* TASK REQUIREMENTS
(a) Answer from the Spoon Theory post:
(i) Which two conditions did the therapist discuss the effects of on energy levels and overall mental health?
(ii) On what day does the new job start?
(iii) Which ways of getting to the ferry does the post compare?
(b) In the Spoon Theory post, reproduce everything from "I went to the" down to "overall mental health.".

* STUDY TEXT
━━━
Have you heard of the Spoon Theory? If not, you should read it. It’s a fascinating way to explain chronic illness or fatigue to someone who has never had to deal with it. It’s my go-to explanation, and I find it really helps. Of course, because I’ve been able to adopt this theory to explain my life, I’ve come to consider my low-energy days as “low spoon” days, and my friends all know that this is the easiest way to ask how I’m doing. “How are your spoons today?” or “Did you replenish your spoons with your nap earlier?” are some of the things I hear on a regular basis.
I went to the mental health clinic today and had a good cry or ten. (Hint: ten.) It was very intense, especially for a first appointment, but I’m glad I went. The therapist talked to me about some of the things that I’ve never really gotten to talk in depth about (things about my past, my family, and why I am the way that I am), as well as talking about the effects of endometriosis and anxiety on my energy levels and overall mental health.
I learned today that my immediate reactions to a lot of things in my life are not the appropriate reactions. Instead of giving myself a bit of room to relax and sleep and rest when I’m having a “low spoon day”, I instead berate myself (either mentally or sometimes out loud) for being “lazy” and spending my time wrong, or even for not being able to just do things like other people can.
The reality is that I’m almost always in pain, and I’m usually running on empty as far as energy is concerned. I’ve been fortunate enough to have built up a tolerance to a lot of my pain, and I don’t feel anything as much when I’m resting. However, when I’m out and about and doing things, I usually collapse at the end of the day, unable to do anything else.
This makes life harder for me than it is for a lot of people. I have to measure out my activities very carefully – if I walk the extra half mile to the ferry instead of taking the bus, I might not be able to cook dinner. If I socialize or game for long periods of time, I might only be able to do the bare minimum of activities the next day. It’s weird – it’s like when someone has no money (and believe me, I’ve been there lately!) and has to budget out their pennies. Except it’s just day-to-day activities that I’m budgeting for, and I’m budgeting a very limited supply of energy.
Over the next little bit, I’ll be spending a lot of time trying to balance these things. I start a new job on Monday (more on that later, once I’m more comfortable and feel more secure in it – anxiety is being a jerk right now and I don’t want to count my chickens too early!) and I’ll probably come home, eat, and sleep, for at least the first couple of weeks. But on top of that, I’ll be actively monitoring my thoughts – this will take a lot of energy, but I wonder if I wouldn’t feel better more often if I didn’t beat myself up constantly over things that I can’t really control?
━━━
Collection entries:
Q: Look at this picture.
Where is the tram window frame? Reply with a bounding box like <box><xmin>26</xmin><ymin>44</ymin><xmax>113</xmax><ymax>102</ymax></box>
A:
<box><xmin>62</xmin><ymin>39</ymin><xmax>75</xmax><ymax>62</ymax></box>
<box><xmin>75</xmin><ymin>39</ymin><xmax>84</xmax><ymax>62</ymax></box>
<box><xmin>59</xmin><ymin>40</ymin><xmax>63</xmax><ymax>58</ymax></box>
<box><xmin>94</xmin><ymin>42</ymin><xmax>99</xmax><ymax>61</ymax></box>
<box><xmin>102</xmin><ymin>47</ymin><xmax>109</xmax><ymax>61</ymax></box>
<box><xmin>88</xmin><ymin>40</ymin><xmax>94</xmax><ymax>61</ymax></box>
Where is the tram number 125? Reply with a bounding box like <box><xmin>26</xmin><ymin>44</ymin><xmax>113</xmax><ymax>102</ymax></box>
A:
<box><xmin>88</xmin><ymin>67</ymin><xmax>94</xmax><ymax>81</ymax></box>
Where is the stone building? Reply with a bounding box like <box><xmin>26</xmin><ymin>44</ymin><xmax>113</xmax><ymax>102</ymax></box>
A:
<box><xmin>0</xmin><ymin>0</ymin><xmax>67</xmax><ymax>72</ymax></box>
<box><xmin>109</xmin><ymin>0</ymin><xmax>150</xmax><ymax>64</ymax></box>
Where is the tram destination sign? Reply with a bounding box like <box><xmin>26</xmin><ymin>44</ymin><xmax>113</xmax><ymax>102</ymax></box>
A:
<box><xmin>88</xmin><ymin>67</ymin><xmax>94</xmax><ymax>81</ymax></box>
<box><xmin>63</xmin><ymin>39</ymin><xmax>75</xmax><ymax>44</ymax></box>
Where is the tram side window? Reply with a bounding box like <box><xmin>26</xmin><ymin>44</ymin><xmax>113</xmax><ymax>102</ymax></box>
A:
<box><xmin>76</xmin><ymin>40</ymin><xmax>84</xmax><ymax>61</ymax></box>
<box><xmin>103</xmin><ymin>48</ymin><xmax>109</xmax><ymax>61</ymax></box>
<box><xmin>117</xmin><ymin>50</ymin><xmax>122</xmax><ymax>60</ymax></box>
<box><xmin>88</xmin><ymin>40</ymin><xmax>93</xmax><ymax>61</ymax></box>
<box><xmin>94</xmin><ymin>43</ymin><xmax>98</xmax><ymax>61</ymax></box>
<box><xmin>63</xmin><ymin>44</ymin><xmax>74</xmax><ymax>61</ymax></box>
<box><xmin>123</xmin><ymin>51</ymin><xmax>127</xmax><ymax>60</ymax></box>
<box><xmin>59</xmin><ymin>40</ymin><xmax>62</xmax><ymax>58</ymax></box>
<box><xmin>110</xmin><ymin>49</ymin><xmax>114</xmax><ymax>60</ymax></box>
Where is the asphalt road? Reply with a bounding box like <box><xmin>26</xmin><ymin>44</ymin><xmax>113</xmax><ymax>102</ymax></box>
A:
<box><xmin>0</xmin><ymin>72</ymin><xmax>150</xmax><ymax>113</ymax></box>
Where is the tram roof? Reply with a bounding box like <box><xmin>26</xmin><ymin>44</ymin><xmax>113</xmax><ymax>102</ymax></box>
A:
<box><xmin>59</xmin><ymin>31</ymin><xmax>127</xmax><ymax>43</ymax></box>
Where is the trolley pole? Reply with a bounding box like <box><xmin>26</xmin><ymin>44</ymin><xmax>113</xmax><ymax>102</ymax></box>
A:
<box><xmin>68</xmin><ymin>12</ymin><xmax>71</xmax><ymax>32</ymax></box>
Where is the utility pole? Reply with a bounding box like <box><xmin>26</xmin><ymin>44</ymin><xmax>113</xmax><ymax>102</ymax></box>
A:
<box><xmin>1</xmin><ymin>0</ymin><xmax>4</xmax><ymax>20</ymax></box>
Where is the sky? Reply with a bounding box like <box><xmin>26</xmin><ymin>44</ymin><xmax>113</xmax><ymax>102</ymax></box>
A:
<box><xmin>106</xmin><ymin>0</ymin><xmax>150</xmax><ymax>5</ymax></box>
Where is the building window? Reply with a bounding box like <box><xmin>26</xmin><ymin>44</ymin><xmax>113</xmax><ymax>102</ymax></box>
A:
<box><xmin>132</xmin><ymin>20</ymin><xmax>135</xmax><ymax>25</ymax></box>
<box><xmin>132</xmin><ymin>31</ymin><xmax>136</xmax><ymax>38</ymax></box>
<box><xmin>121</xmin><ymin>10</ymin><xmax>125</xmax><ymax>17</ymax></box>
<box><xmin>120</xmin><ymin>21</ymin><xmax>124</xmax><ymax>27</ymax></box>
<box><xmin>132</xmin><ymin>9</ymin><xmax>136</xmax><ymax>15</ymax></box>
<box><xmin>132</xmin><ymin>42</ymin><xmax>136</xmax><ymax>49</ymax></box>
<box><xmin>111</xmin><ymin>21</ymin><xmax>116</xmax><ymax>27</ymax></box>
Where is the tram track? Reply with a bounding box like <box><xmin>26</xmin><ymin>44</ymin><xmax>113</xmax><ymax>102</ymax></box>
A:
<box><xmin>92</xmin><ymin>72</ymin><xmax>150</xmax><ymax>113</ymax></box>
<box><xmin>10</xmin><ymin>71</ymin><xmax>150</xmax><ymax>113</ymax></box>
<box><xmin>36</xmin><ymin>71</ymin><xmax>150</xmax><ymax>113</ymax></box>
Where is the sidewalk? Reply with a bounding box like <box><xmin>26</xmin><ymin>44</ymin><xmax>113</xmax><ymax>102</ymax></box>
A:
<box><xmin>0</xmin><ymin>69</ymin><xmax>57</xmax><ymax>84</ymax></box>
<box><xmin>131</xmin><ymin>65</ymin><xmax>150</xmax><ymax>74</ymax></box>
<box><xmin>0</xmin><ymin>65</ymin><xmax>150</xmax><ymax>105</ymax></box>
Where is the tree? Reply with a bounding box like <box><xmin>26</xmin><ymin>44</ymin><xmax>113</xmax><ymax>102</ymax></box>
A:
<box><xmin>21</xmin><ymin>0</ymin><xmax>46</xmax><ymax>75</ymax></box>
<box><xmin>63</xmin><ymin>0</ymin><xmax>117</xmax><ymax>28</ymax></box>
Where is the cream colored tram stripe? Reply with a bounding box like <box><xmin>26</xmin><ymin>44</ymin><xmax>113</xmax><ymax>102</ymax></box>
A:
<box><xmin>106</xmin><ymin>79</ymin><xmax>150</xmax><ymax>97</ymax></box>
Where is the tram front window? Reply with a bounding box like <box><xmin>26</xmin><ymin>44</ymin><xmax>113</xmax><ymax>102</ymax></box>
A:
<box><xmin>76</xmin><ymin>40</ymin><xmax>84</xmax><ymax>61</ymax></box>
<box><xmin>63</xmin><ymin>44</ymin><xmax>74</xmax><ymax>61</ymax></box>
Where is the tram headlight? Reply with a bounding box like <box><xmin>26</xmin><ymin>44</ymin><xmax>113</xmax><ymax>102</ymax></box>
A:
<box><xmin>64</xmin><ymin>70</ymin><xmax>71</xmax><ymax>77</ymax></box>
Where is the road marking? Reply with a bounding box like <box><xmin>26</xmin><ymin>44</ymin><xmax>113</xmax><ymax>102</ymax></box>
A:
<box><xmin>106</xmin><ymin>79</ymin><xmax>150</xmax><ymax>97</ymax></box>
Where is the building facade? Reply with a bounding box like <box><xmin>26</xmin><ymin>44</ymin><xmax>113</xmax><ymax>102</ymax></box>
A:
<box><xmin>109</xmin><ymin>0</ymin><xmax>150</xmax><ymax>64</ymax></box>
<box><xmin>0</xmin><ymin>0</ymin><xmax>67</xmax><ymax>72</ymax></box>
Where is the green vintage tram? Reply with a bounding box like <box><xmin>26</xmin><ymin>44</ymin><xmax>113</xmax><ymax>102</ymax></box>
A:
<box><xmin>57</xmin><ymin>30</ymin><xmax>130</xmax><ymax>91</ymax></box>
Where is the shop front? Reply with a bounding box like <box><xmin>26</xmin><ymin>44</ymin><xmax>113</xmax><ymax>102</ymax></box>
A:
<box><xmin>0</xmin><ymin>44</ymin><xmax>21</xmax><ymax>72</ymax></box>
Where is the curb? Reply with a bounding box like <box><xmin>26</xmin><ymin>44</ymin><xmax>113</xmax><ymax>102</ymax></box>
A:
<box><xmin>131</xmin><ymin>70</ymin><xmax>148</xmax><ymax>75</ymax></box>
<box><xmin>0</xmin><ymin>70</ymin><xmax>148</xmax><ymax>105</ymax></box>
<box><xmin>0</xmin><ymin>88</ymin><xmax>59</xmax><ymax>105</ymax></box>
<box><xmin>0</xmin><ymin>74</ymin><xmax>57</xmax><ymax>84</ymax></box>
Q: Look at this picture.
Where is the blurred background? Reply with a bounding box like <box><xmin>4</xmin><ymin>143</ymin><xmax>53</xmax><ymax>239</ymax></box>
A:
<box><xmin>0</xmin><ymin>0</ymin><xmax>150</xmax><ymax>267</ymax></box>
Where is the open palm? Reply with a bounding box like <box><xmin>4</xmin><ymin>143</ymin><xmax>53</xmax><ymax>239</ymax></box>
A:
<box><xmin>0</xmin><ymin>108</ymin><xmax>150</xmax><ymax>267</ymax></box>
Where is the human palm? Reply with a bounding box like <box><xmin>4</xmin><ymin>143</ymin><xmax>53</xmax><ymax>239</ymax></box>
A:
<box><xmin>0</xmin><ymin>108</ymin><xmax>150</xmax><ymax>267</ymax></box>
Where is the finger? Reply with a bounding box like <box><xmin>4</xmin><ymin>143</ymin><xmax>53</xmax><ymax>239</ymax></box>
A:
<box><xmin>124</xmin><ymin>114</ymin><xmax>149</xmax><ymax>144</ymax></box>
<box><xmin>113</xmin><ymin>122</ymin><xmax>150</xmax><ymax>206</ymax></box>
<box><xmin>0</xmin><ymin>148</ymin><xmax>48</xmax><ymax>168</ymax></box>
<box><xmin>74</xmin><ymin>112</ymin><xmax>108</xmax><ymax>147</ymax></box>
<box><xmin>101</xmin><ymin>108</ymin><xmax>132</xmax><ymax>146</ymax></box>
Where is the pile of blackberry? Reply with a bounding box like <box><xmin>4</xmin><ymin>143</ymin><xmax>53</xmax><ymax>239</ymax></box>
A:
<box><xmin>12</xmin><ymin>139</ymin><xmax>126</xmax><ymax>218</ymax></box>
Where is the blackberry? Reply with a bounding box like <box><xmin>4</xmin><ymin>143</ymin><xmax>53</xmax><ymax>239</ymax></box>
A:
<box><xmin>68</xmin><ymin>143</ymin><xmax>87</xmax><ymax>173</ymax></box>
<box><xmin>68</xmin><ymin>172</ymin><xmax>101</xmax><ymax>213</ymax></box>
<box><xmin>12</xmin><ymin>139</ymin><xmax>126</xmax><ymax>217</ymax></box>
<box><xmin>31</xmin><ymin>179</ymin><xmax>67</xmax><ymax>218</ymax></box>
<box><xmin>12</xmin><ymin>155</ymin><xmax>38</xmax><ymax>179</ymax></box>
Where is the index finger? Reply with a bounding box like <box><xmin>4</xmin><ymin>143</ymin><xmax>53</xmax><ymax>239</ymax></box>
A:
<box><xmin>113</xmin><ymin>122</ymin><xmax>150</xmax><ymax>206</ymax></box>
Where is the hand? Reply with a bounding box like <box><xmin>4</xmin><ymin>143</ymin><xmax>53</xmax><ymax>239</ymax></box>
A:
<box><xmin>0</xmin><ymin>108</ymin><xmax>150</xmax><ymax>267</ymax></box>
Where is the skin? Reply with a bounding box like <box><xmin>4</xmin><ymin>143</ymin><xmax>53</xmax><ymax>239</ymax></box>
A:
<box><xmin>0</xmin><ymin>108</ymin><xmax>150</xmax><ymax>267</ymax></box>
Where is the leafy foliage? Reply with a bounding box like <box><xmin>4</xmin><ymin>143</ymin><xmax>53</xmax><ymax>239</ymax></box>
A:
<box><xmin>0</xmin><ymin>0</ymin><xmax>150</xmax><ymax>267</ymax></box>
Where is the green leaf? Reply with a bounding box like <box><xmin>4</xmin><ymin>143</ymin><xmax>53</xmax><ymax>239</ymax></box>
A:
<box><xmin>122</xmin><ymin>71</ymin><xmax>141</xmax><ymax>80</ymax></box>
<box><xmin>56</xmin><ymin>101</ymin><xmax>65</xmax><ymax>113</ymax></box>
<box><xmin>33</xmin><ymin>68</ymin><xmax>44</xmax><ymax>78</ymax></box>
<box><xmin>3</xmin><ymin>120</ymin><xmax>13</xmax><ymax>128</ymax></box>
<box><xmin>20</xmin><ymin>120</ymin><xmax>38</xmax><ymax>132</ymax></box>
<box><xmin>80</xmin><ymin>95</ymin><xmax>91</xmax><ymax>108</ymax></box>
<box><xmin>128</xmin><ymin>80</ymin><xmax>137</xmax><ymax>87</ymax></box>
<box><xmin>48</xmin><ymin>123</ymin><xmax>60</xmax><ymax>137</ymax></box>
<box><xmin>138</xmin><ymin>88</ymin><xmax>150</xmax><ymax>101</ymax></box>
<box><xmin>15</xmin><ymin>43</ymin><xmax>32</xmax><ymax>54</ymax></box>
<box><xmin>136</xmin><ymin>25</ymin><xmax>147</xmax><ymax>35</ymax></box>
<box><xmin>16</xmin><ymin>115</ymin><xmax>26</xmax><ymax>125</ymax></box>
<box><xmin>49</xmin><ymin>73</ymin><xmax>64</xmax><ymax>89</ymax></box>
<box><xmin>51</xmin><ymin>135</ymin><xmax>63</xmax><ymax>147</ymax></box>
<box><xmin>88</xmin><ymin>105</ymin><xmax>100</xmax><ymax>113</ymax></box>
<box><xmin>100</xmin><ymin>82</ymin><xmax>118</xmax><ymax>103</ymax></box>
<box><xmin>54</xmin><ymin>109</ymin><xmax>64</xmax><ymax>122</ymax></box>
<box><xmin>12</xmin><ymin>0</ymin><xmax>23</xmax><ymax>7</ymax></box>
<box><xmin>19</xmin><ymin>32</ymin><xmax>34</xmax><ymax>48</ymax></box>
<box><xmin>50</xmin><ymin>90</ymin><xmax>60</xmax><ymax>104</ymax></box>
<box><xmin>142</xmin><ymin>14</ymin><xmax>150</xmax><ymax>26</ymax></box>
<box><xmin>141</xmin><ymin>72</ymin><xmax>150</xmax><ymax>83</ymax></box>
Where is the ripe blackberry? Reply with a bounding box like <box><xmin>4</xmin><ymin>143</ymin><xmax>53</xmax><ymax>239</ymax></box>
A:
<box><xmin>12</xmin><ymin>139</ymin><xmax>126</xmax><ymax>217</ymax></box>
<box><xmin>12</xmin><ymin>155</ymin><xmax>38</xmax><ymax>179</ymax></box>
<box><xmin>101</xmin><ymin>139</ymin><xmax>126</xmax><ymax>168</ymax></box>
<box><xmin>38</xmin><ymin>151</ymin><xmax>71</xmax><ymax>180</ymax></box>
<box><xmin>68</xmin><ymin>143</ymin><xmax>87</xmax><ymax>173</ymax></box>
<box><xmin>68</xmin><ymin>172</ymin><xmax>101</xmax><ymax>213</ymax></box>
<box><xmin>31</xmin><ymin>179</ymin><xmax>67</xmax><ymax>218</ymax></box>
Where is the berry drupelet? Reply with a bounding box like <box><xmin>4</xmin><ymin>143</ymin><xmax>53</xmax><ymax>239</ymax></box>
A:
━━━
* TASK SOLUTIONS
(a)
(i) Endometriosis and anxiety.
(ii) Monday.
(iii) Walking the extra half mile or taking the bus.

(b)
I went to the mental health clinic today and had a good cry or ten. (Hint: ten.) It was very intense, especially for a first appointment, but I’m glad I went. The therapist talked to me about some of the things that I’ve never really gotten to talk in depth about (things about my past, my family, and why I am the way that I am), as well as talking about the effects of endometriosis and anxiety on my energy levels and overall mental health.